==== Texte support ====

« Je veux bien jouer les concierges et les bonnes de curé, passer le plumeau sur les bibelots du salon, mais seulement en présence d’un cameraman » avait dit Pauline Carton. Derrière sa « voix de canard » et sa dégaine de concierge se cachait une actrice d’une drôlerie folle, une femme aux remarques spirituelles qui fut l’amie de Sacha Guitry, lequel avait pour elle une profonde affection.

S’inspirant de sa correspondance et de son livre de mémoires Les théâtres de carton, Virginie Berling, Christine Murillo et Charles Tordjman (à la mise en scène) la font revivre à travers ses textes et quelques chansons.

Pauline Carton raconte son parcours d’actrice, parle de son métier, de son physique qui la limita aux rôles de concierge et de bonne, du rapport admiration-déception qui lie le comédien et son public. Elle évoque tout cela sans regrets et avec humour. Elle parle avec tendresse de Sacha Guitry qui lui avait dit « vous donnez à vos rôles un relief formidable et avait écrit, sans l’en avertir, une préface pour son livre puisqu’elle-même n’avait pas daigné (osé?) lui annoncer sa parution. « Le 24 juillet 1957 Sacha Guitry meurt. Il n’aurait pas dû » dit-elle. Avec un franc-parler, que peu osent encore elle se moque des journalistes, «  J’ai 89 ans et si vous m’interviewez plus de deux minutes sans m’intéresser, je m’endors ».

==== Jeu de données ====

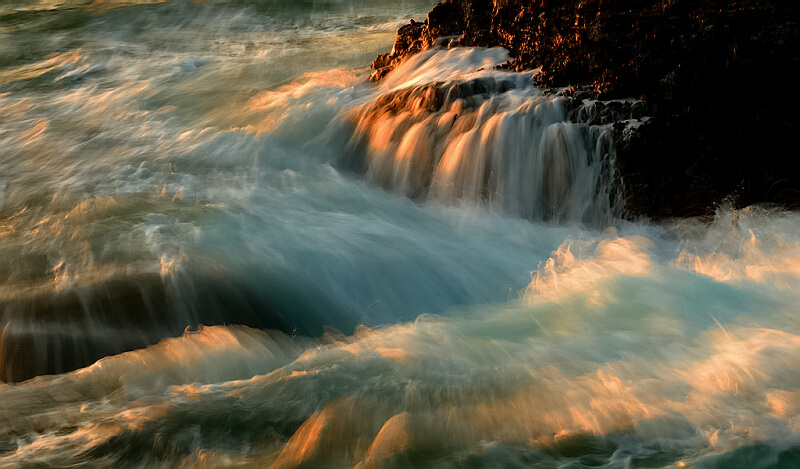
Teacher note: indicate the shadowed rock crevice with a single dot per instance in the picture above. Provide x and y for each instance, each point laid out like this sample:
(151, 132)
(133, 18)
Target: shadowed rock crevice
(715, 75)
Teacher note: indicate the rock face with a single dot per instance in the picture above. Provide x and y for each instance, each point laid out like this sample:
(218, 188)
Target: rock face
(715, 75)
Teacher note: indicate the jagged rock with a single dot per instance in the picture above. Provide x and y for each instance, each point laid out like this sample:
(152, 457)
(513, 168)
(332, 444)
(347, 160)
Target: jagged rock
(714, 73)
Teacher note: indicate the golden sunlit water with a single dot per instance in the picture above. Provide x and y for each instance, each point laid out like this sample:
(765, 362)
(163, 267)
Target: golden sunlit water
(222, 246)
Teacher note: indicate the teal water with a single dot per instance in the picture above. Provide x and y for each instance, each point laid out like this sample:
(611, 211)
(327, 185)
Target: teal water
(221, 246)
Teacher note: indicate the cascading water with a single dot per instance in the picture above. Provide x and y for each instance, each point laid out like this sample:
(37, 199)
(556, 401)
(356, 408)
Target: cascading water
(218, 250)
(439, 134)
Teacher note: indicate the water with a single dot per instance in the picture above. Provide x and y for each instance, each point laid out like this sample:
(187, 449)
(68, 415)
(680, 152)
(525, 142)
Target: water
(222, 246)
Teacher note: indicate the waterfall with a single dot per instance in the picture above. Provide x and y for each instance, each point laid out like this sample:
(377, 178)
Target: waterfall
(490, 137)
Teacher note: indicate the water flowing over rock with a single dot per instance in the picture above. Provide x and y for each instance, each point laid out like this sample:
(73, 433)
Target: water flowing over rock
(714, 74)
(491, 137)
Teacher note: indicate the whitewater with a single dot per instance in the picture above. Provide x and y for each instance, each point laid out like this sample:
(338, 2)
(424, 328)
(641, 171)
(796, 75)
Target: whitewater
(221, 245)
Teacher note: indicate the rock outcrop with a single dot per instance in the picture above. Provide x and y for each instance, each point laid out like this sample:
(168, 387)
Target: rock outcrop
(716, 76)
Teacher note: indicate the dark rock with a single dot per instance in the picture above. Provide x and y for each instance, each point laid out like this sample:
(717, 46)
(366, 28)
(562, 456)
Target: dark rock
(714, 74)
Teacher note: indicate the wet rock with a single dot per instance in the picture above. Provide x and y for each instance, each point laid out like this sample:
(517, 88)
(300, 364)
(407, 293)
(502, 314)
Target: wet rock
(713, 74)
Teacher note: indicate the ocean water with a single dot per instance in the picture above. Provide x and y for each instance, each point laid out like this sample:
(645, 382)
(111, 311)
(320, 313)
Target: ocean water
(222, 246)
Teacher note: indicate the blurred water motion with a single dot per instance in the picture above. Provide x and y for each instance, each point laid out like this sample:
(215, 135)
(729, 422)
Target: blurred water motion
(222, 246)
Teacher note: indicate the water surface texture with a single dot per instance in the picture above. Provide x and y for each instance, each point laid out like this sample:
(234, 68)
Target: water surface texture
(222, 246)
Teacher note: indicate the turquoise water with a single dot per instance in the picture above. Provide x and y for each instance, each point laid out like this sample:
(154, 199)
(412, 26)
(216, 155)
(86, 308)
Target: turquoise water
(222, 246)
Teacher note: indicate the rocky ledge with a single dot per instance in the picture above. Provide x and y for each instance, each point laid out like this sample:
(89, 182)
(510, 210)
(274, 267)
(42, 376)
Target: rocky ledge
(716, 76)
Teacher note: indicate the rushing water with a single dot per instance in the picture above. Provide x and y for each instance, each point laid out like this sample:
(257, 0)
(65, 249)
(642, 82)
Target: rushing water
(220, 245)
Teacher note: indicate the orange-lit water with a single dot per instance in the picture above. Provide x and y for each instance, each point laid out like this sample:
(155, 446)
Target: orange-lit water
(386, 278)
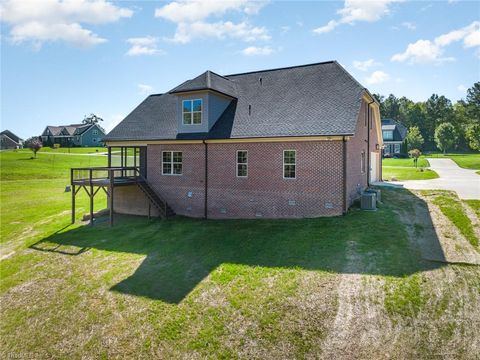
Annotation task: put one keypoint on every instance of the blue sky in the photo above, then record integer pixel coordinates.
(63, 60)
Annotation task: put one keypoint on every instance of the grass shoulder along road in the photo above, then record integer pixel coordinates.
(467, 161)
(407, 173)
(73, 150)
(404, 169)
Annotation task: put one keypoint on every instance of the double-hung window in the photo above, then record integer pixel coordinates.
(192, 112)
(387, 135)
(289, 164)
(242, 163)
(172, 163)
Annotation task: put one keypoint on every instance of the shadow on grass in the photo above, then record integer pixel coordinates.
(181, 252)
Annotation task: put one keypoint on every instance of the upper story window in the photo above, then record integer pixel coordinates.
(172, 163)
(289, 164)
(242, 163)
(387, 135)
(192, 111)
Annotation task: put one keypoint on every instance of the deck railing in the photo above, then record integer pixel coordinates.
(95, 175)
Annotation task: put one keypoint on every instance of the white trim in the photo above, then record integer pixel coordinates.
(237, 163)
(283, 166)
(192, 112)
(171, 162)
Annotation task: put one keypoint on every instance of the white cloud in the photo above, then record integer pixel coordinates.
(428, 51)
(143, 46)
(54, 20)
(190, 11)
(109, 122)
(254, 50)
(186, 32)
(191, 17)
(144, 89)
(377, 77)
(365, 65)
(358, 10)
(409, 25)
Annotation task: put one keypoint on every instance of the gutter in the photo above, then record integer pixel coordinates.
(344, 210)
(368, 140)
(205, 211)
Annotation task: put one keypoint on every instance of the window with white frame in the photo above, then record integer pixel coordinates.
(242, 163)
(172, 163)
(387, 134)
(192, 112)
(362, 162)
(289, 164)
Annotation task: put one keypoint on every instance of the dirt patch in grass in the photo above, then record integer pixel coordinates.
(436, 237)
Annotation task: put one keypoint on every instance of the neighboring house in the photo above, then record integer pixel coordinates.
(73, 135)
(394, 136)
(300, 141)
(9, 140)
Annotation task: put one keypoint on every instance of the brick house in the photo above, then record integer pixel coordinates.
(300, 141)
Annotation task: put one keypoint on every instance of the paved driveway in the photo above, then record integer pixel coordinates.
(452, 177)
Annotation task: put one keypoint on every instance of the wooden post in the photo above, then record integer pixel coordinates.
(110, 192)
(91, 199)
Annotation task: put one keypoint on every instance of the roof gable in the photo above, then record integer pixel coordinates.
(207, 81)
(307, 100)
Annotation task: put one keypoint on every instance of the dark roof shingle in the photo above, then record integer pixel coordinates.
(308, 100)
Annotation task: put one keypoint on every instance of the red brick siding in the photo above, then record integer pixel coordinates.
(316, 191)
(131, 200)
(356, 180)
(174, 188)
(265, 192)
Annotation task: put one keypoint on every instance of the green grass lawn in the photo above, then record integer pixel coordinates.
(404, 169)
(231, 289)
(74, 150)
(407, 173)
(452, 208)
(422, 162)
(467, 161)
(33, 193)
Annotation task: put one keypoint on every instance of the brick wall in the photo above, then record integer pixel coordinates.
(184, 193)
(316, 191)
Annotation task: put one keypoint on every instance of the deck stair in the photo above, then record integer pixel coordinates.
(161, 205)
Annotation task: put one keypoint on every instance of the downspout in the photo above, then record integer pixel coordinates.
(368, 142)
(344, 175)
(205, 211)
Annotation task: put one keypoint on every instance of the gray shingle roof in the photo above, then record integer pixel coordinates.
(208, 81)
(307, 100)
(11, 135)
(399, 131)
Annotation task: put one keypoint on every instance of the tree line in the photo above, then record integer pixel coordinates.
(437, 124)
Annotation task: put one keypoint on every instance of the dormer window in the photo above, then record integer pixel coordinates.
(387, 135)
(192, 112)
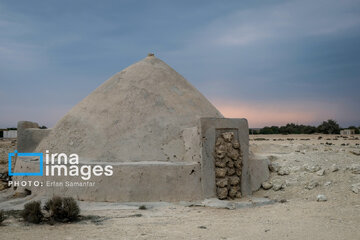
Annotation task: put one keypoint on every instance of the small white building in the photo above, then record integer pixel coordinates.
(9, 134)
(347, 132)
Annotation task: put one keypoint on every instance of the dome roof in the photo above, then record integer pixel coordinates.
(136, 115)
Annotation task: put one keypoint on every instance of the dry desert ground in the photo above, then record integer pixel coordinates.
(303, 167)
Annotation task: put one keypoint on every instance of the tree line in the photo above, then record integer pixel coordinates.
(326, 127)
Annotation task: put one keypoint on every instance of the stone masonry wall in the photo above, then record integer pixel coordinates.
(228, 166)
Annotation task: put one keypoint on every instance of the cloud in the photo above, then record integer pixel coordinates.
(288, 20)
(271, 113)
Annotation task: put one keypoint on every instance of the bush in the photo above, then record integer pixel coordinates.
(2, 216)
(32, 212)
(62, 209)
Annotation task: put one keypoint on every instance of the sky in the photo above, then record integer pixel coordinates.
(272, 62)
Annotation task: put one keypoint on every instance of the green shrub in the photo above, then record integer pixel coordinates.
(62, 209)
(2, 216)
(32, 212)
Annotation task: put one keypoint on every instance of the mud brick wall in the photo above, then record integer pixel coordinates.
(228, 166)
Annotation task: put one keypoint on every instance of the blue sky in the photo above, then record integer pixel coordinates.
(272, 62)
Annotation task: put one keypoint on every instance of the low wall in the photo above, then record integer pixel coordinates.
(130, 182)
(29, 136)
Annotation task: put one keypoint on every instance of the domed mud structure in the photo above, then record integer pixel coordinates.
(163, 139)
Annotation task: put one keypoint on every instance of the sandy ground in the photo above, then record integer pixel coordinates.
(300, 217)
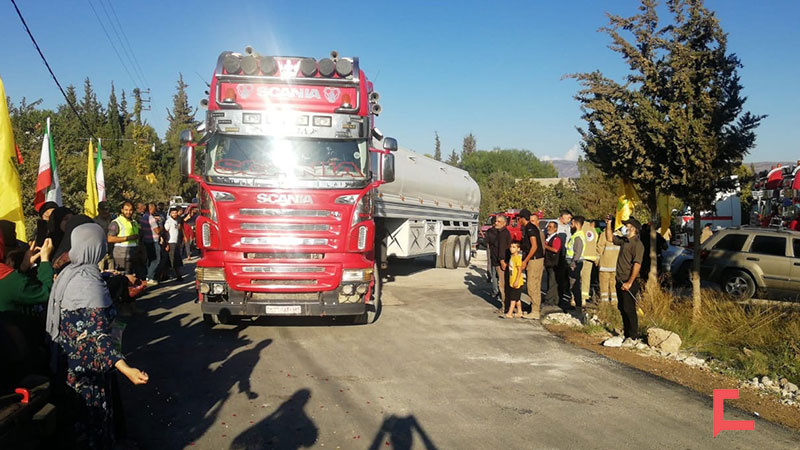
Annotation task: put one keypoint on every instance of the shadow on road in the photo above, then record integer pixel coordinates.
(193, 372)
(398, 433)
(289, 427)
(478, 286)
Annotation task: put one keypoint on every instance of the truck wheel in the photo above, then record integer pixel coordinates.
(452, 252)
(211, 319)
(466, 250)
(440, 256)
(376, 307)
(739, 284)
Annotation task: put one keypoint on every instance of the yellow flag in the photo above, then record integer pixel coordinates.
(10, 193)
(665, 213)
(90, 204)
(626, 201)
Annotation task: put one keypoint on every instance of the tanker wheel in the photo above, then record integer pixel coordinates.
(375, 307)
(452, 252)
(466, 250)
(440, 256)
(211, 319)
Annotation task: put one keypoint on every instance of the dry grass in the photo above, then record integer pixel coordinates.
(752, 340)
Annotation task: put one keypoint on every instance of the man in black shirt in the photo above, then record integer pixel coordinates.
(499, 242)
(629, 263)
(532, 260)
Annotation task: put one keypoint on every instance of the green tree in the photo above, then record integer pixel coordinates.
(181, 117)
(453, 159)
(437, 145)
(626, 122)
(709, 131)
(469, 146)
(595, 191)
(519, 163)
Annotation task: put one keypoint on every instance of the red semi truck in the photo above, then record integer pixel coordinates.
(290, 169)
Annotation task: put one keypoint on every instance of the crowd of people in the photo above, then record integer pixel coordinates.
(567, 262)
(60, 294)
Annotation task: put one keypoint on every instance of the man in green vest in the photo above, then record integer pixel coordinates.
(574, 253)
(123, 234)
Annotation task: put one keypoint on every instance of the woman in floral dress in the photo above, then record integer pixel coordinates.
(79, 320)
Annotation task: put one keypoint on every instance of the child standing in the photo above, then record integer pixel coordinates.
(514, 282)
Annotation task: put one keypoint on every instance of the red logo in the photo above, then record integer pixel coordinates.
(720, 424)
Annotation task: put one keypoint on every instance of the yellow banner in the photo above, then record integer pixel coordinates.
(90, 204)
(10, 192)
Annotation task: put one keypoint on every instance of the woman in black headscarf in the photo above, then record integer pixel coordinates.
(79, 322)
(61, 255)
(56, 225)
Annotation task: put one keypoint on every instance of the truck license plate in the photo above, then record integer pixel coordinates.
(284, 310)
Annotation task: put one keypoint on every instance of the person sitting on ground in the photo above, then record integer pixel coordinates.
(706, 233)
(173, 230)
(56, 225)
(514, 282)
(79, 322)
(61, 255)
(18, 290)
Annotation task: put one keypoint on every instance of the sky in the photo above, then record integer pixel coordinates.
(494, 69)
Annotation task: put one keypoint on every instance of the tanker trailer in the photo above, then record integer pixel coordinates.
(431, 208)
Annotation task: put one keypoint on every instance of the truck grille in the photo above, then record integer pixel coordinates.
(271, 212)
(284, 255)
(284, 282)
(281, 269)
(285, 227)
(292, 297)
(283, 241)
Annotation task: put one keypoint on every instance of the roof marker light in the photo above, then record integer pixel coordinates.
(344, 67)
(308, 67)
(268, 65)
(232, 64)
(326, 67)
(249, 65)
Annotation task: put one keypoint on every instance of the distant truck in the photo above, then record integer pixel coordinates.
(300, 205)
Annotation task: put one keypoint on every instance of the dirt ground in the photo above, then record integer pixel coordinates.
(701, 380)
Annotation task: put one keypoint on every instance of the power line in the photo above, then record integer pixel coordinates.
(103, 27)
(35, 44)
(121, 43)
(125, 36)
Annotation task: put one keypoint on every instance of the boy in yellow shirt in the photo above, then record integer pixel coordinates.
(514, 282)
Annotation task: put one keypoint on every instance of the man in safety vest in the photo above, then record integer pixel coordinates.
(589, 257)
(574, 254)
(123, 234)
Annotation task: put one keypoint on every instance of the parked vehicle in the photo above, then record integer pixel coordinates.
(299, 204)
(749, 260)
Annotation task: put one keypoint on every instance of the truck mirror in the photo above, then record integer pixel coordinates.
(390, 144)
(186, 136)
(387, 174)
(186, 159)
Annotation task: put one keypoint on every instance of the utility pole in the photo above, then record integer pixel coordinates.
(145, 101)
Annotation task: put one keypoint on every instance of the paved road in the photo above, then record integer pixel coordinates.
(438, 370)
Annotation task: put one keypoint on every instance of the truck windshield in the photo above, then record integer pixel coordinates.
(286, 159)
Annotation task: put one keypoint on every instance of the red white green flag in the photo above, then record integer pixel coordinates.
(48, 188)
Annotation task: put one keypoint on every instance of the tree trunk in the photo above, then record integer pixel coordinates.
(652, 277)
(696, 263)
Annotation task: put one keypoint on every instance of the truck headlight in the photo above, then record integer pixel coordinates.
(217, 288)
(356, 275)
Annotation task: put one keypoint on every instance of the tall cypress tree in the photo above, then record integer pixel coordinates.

====

Exercice écrit:
Recopiez du texte sur Pauline Carton tout le passage qui va de « S’inspirant de sa » jusqu’à « et quelques chansons. ». La liste ne joue ici aucun rôle.

Corrigé:
S’inspirant de sa correspondance et de son livre de mémoires Les théâtres de carton, Virginie Berling, Christine Murillo et Charles Tordjman (à la mise en scène) la font revivre à travers ses textes et quelques chansons.